Activity
From the entries below, retype only the lines from the one with "Target: red carpet" through the one with "like x=29, y=35.", exactly as written.

Input data
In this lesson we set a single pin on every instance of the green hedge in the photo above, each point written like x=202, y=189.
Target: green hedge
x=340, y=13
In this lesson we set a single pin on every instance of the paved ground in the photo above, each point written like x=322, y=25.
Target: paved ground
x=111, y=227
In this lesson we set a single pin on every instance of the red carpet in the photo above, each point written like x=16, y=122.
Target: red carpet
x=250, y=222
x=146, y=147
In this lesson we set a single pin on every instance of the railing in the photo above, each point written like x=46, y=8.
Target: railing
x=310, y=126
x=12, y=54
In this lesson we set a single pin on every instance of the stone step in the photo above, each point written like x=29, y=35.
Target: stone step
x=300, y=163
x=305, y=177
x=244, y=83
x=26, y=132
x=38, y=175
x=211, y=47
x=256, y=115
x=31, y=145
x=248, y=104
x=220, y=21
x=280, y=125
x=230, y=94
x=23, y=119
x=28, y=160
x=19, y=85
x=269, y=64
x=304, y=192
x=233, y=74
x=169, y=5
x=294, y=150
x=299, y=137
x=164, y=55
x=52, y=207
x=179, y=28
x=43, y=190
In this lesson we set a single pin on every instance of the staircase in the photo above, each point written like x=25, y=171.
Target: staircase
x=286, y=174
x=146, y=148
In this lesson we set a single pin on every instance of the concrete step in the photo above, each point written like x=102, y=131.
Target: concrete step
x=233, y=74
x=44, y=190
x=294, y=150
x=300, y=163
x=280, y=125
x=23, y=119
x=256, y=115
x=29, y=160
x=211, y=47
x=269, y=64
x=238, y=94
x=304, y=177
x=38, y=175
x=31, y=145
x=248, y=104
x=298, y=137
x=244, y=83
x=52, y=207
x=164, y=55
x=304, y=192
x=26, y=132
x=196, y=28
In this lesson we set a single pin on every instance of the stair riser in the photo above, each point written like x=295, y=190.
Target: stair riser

Exercise solution
Target: red carpet
x=250, y=222
x=146, y=147
In this lesson we set a single pin on every instance of the railing in the photo above, each point written like x=46, y=8.
Target: railing
x=310, y=126
x=12, y=54
In this lesson we set a single pin on every instance of the stone step in the photo above, each point written like x=29, y=35.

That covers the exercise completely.